SÉRIE DE TÂCHES:
A - D'après le texte sur l'histoire de la Palestine, en quelle année les groupes exclus par le Mandat britannique ont-ils été expulsés de leurs foyers ?
B - Poursuivez le texte sur l'histoire de la Palestine, en reprenant juste après sa dernière phrase.

TEXTE À LIRE:
L’historien israélien Shlomo Sand a montré, à l’aide d’un vaste répertoire de méthodes de recherches historiques, qu’il était impossible que la majorité des Juifs contemporains soient les descendants des Juifs qui vivaient en Palestine il y a vingt siècles. Que des conversions au judaïsme de groupes entiers ont eu lieu à divers moments de l’histoire, qui font que l’argument de l’héritage historique de la terre ne tient plus. Et même si c’était vrai, on pourrait néanmoins reconnaître aux humains vivant aujourd’hui des droits qui ne peuvent être supprimés au nom de la distribution géographique des groupes ethnoculturels d’il y a deux mille ans. On peut montrer qu’il n’y a aucune continuité entre les forces politiques qui étaient existantes alors et celles qui existent aujourd’hui.

Par contre, la continuité entre ce qui s’est passé au début du XXe siècle et ce qui se passe maintenant est facilement vérifiable. Ce sont les mêmes regroupements humains, les mêmes institutions, les mêmes stratégies à long terme qui sont opérantes. Les vainqueurs d’aujourd’hui sont les descendants directs de ceux qui se sont alliés à la Grande-Bretagne autour de la Première Guerre mondiale et qui ont graduellement pris le contrôle de la Palestine. Et les victimes d’aujourd’hui sont les descendants directs des groupes exclus par le Mandat britannique, puis expulsés de leurs foyers en 1948.

DONNÉES:
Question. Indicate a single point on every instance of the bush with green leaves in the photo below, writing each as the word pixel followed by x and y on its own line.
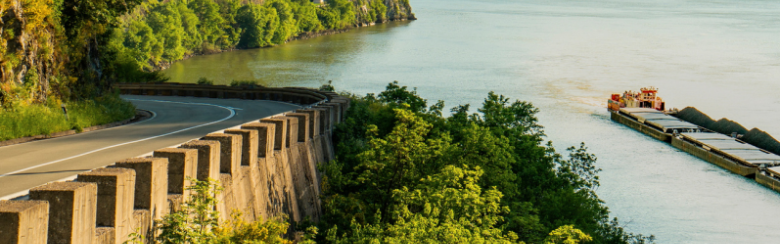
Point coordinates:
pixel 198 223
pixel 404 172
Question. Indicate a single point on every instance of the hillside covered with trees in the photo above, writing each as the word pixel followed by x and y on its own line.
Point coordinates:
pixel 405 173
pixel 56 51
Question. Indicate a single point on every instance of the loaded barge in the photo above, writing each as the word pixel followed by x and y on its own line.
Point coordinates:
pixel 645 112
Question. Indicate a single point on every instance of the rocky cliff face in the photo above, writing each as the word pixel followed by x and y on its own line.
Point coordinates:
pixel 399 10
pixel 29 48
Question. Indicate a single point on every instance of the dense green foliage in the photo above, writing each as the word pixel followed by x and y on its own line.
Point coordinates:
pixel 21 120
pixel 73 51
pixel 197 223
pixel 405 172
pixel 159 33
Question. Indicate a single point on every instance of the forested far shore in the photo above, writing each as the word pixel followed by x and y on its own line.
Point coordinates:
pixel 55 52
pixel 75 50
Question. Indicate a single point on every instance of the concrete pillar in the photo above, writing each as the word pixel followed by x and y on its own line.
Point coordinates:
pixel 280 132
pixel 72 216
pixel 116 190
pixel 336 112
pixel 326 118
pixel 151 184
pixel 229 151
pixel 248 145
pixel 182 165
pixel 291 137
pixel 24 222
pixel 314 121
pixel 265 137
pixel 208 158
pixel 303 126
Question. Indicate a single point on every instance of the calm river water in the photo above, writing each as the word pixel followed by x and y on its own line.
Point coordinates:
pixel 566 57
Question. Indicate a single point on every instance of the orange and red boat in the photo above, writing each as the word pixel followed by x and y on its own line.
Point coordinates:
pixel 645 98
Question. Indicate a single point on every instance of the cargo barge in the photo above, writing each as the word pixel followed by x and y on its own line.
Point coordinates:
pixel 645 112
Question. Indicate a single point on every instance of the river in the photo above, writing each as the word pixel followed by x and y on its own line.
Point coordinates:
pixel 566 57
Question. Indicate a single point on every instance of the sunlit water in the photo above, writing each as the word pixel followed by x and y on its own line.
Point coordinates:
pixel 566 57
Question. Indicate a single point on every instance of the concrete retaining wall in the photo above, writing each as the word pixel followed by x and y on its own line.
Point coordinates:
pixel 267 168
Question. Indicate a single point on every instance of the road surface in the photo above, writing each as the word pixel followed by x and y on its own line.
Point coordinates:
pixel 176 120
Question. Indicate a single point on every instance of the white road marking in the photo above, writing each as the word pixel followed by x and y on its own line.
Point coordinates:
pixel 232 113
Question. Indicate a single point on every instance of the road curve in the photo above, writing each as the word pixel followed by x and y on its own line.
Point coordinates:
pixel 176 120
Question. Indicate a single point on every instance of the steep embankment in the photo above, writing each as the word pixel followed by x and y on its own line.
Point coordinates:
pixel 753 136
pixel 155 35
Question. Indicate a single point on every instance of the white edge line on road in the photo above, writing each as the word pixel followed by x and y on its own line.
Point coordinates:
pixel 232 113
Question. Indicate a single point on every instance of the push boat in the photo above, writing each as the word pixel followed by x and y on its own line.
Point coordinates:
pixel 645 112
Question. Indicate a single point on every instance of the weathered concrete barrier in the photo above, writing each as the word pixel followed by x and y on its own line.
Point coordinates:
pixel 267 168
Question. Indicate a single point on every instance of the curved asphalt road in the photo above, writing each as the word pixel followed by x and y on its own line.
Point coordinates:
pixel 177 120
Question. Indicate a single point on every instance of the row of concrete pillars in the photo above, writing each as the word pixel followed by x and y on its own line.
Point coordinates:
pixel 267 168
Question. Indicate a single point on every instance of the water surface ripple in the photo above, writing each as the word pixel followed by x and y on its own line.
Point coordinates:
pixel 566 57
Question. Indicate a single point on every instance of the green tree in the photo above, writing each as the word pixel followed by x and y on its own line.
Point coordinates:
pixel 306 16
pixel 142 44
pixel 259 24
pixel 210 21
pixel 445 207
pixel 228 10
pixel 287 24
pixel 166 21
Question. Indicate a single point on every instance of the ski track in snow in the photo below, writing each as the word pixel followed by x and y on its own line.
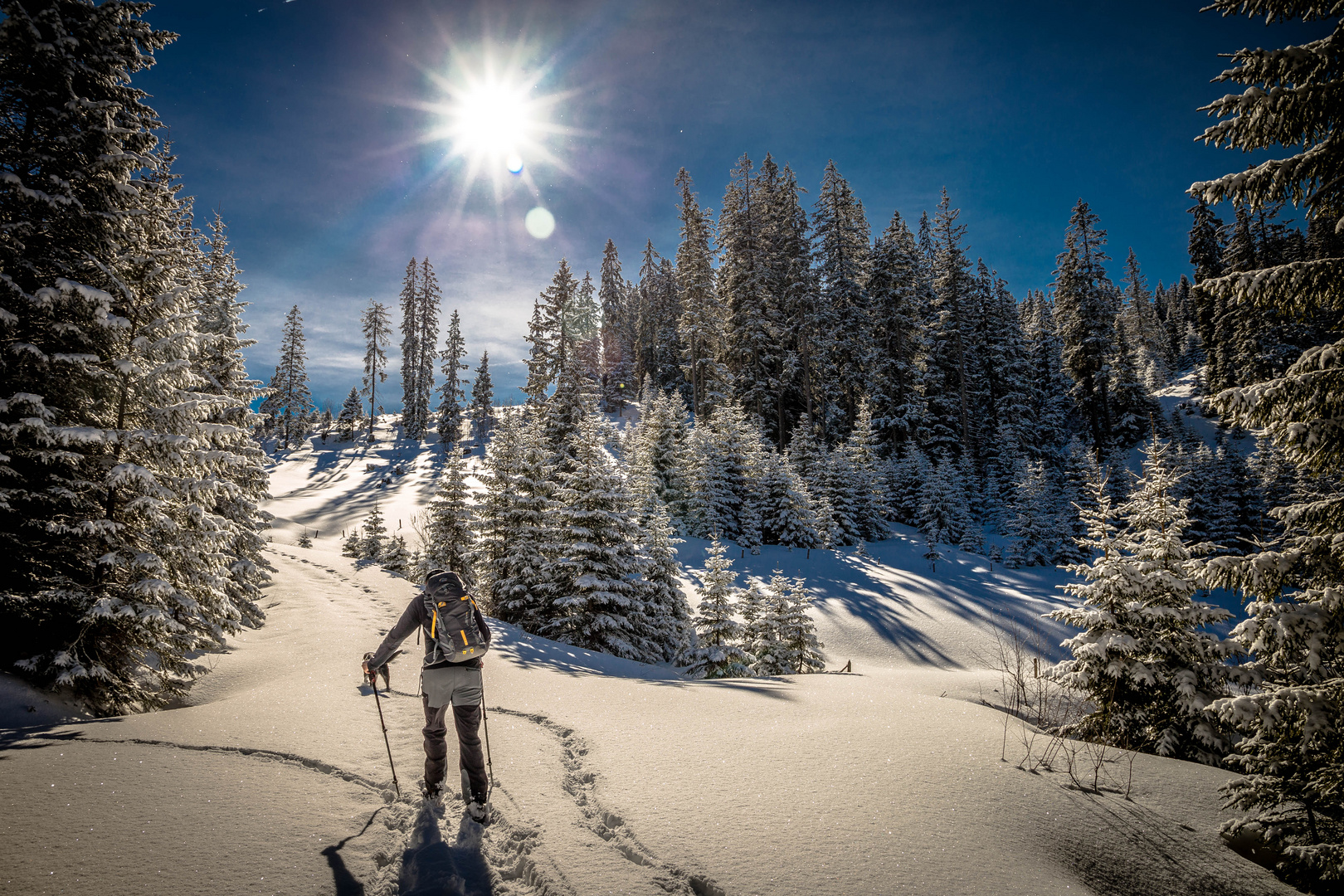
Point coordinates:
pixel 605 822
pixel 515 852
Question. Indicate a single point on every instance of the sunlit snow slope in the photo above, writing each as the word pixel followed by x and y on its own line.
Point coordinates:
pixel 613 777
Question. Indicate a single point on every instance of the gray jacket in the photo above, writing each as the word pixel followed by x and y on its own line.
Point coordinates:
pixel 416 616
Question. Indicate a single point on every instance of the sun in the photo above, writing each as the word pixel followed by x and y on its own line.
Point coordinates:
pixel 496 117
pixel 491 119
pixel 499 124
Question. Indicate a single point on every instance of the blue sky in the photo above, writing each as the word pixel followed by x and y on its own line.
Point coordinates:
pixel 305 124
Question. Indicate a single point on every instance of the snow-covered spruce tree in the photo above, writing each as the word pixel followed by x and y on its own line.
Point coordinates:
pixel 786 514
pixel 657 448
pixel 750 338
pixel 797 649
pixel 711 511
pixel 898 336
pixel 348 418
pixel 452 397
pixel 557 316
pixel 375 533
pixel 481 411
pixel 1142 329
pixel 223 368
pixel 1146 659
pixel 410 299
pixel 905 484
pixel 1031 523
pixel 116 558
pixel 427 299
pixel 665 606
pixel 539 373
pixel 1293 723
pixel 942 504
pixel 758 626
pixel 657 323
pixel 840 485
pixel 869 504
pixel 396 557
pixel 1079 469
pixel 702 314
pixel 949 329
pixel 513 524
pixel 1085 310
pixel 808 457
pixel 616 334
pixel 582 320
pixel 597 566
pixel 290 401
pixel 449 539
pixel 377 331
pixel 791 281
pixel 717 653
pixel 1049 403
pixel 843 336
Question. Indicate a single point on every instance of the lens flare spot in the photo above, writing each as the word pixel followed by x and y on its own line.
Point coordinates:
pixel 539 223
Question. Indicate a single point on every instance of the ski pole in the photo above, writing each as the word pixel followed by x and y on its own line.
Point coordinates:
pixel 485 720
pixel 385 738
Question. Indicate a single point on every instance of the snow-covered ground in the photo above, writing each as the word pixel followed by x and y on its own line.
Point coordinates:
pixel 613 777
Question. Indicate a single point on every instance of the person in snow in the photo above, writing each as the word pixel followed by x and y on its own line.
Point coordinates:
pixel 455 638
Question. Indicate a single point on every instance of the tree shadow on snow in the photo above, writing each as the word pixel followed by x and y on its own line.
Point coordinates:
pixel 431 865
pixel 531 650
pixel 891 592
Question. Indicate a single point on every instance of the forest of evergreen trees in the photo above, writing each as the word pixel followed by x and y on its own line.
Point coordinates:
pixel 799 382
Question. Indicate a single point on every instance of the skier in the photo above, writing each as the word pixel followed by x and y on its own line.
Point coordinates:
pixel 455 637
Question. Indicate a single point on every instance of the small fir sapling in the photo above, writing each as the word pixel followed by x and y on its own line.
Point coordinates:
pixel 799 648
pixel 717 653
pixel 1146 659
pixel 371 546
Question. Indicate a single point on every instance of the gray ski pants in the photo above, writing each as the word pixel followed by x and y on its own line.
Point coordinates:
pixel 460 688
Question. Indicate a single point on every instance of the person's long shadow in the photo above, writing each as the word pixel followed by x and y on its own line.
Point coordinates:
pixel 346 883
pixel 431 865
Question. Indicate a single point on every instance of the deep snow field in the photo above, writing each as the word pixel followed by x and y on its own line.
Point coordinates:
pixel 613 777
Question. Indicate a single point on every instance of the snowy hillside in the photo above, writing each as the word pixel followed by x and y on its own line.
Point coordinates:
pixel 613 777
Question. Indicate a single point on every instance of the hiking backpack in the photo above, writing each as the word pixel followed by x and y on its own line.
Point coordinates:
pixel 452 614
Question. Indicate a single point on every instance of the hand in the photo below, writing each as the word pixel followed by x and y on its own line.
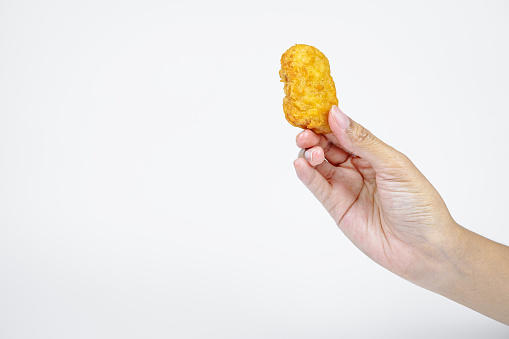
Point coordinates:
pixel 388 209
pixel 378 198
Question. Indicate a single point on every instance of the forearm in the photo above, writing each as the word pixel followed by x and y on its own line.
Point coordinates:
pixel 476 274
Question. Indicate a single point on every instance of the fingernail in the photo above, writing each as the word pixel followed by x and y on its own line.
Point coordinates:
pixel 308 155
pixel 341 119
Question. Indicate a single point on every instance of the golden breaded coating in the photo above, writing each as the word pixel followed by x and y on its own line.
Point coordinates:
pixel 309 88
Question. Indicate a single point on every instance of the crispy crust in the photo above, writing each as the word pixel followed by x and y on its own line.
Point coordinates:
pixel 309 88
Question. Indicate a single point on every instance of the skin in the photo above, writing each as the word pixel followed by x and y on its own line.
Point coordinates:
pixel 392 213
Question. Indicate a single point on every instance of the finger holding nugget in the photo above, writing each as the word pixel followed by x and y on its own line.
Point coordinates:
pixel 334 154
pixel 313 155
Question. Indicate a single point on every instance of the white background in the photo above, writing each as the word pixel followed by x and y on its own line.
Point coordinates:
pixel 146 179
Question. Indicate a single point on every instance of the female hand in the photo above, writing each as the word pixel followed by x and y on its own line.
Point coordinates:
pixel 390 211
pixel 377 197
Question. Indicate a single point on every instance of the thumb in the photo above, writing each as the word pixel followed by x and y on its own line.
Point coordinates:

RÉSULTATS PAR TÂCHE:
A - En 1948.

B -
Au lendemain de la Seconde Guerre mondiale, et pour éviter que le jeu des rapports de pouvoir bruts n’entraîne des violences et des destructions encore plus graves que celles qui avaient résulté des deux grandes guerres mondiales, les grandes puissances ont établi les principes devant servir de garde-fous dans les relations internationales. Le droit international a déterminé ce qu’il est permis de faire et ce qui est interdit dans les conflits politiques. Même si cela n’a pas empêché des guerres sauvages et des génocides de se produire, ces principes de droit international ont eu un effet modérateur sur les violences permises, tant de façon dissuasive que de façon punitive.

Mais pas en ce qui concerne Israël. Nous avons montré que non seulement ses politiques dans les territoires occupés violent les principes du droit international, mais qu’elles ont aussi été directement appuyées par les grandes puissances par divers moyens diplomatiques, politiques et économiques. Depuis les accords d’Oslo de 1993, les politiques de prise de contrôle du territoire de la Palestine se poursuivent sous couvert d’un processus de paix interminable qui tourne à vide. Comme si la poursuite du processus était une fin en soi, sans égard à ses résultats.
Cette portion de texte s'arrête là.